═══ Dataset rows
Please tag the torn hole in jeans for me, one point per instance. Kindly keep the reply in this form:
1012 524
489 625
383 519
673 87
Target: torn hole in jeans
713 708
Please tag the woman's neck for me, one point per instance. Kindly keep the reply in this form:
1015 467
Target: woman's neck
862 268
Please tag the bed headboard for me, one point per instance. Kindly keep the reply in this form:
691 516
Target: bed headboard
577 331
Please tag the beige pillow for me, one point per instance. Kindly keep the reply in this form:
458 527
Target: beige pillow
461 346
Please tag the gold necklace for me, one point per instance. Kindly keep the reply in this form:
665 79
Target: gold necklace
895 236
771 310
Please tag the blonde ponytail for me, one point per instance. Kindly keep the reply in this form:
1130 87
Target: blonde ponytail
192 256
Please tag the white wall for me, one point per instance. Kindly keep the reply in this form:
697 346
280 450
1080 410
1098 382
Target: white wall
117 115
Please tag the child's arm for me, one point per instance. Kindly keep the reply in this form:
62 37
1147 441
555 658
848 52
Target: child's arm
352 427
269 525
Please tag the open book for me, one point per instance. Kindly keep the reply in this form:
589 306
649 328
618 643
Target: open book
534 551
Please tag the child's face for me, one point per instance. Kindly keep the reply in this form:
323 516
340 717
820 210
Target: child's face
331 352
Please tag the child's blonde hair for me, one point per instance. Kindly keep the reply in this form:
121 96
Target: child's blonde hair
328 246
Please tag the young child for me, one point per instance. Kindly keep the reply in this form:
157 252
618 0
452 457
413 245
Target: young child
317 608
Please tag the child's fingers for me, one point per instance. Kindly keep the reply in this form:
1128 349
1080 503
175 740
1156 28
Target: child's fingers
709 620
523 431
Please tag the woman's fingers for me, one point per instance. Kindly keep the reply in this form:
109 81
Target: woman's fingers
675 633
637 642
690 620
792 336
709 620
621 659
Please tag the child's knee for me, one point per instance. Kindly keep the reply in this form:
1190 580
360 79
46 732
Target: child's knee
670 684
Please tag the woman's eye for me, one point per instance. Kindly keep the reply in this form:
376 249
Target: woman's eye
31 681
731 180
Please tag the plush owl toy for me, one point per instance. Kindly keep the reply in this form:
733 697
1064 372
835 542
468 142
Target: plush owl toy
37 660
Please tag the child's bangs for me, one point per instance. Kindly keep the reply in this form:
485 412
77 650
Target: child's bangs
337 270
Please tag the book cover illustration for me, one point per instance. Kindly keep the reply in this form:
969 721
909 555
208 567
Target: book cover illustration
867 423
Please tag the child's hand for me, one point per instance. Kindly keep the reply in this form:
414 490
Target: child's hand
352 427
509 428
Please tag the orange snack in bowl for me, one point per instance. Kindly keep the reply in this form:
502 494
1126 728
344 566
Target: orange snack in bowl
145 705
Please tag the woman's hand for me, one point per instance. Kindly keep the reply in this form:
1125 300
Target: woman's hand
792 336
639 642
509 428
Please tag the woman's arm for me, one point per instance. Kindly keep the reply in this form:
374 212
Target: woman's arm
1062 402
══════
▶ Task objective
Give every line of the material again, exactly as it reads.

▶ Task answer
Please tag the torn hole in jeans for me, one point per instance. Kindly keep the reply in this form:
1012 524
489 625
383 519
673 87
Target: torn hole in jeans
713 708
Please tag the woman's neck for me, one point per instance. Kindly keep the reply in this form:
1015 467
Target: woman's neck
862 268
Please tag the bed headboard for me, one point per instance. Kindly keep the reply in this form:
691 516
Target: bed headboard
577 331
Please tag the beige pillow for me, one point per instance. Kindly keep the reply in this form:
458 527
Target: beige pillow
461 346
Please tag the gold necklace for me, one point per instance. Kindly keep the reply in this form:
665 79
Target: gold necklace
895 236
771 310
Please tag the blonde ponytail for me, one point per instance. Kindly keep the reply in this form:
1130 87
Target: blonde ponytail
192 256
Please tag the white wall for me, one point per instance. Kindly keep the reply in this form:
697 346
280 450
1080 410
1098 382
Target: white wall
117 115
Please tag the child's arm for me, one point per instance. Kindly keep the reply in this form:
62 37
1147 441
555 658
848 52
Target: child's arm
352 427
269 525
Please tag the open book for me, one point per instance. Kindly keep the reply in this form:
589 306
649 328
618 643
Target: open book
534 551
Please tag the child's face for me, one point per instance. Kindly keep the reply in this form:
323 516
340 717
820 210
Target: child's face
331 352
Please tag the child's blonde hair for me, one point per instance. Kindly keep the reply in this form:
121 96
Target: child's blonde hair
328 246
Please tag the young child for me, one point per instance. Kindly keep the reply in this form:
157 252
618 0
452 457
413 245
Target: young child
317 608
Please tag the child's fingers for me, one point per instance. Kindly keep the reply in this form:
1128 349
1080 503
175 740
1156 28
Target: child's fingers
709 620
523 431
Please tag the woman's fingers for me, one point per instance. Kindly keep the reply in this form:
109 81
Target: woman's fingers
675 633
637 642
690 620
792 336
709 620
621 659
Please tag the child's knee for me, one point per instance. Kindly keep the reply in this form:
1190 580
360 79
46 732
Target: child's knee
670 684
Please tag the woman's eye for me, one point per instance. Kindly keep the reply in this form:
376 249
Target: woman's eye
31 681
731 180
Please tag the plush owl toy for me, one point per instance. Kindly keep the reply in this form:
733 697
1064 372
835 542
468 142
Target: plush owl toy
37 660
Please tag the child's bangs for me, one point per instance. Kindly keep the reply in this form:
485 412
77 650
Target: child's bangs
337 270
Please tag the book cover illustration for me, one point per instance. Kindly keep the reply in this form:
969 721
909 555
208 567
Target: book cover illustration
867 423
Please tag the child's hand for me, one point per instance. Kindly keep the reply in this form:
414 490
Target: child's hand
352 427
509 428
Please tag the orange snack in bowl for me, one point per instance. Kindly keep the reply in this form:
502 494
1126 728
344 566
Target: orange snack in bowl
145 705
Please tag the woman's hand for me, one point per instance. Kindly keep the reply in this form:
1125 300
Target: woman's hand
792 336
639 642
509 428
Please tag the woman's arm for me, one point per instance. Kindly keep the reply in this form:
374 212
Target: woman's arm
1062 402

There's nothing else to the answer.